- [What you have to do] Reproduce everything from the line containing "Each instance receives one keypoint. Mark the rocky" down to the end of the listing, swapping "rocky cliff" for "rock wall" and leaving all else unchanged.

- [Information supplied]
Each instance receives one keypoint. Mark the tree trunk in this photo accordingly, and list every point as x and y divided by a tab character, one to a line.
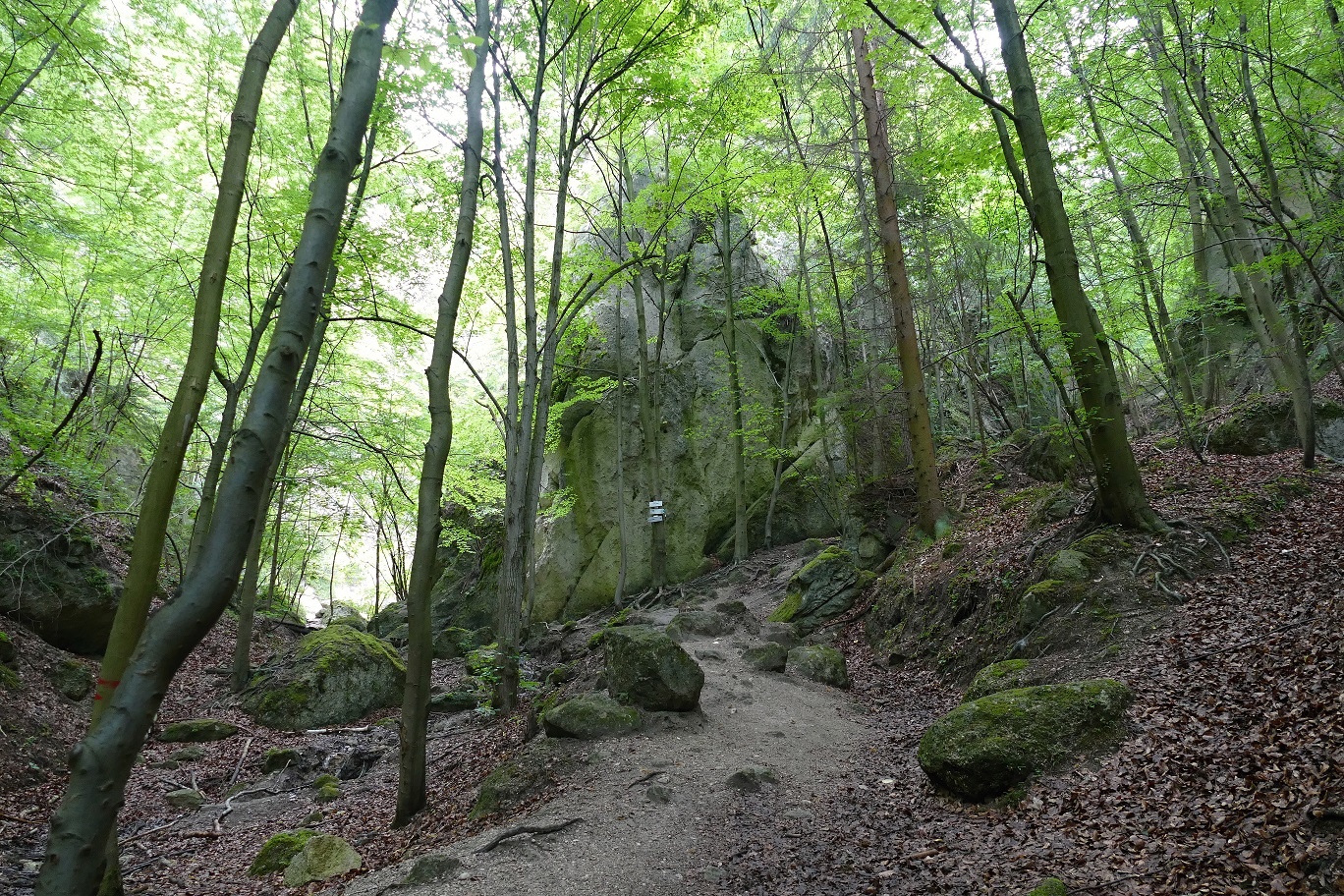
923	450
101	763
161	485
730	339
1165	341
1120	489
165	468
410	789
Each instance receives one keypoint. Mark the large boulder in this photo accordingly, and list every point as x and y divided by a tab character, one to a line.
580	554
321	858
278	851
820	591
646	668
1266	426
62	585
331	677
1008	675
986	747
820	664
590	716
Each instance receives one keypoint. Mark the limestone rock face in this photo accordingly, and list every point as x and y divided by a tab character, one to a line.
1266	427
578	548
331	677
986	747
1008	675
820	591
820	664
590	716
321	858
646	668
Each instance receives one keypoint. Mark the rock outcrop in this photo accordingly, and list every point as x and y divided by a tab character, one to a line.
578	549
1266	426
820	591
648	669
986	747
590	716
820	664
331	677
61	582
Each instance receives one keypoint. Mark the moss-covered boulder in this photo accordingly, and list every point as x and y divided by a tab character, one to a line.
277	852
700	624
331	677
321	858
68	589
281	757
590	716
449	701
766	657
72	679
187	798
1008	675
327	789
646	668
1266	426
820	664
1069	566
820	591
1040	599
386	620
196	731
530	770
986	747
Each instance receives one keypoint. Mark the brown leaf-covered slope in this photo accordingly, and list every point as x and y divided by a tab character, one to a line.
1229	782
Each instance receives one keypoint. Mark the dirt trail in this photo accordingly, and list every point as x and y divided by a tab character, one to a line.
628	840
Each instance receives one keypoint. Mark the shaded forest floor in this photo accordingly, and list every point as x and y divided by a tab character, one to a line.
1229	781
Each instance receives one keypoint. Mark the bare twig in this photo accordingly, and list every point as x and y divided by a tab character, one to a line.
51	439
547	827
240	766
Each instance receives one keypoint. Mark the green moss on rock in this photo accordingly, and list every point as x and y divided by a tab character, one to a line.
280	757
277	852
327	787
646	668
590	716
820	664
788	609
1008	675
986	747
196	731
766	657
527	772
333	676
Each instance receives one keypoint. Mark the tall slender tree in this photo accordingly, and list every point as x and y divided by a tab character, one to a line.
101	763
410	790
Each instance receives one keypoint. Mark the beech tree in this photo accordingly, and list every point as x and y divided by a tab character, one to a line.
101	761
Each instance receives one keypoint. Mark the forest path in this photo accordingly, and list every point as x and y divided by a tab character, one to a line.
629	841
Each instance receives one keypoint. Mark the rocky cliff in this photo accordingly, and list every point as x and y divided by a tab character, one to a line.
597	420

- [Output for this exercise]
Each instance receives one keypoint. Mark the rock wall in this photo accordingly, and list every point as x and y divided by a tab character, one to a line.
597	420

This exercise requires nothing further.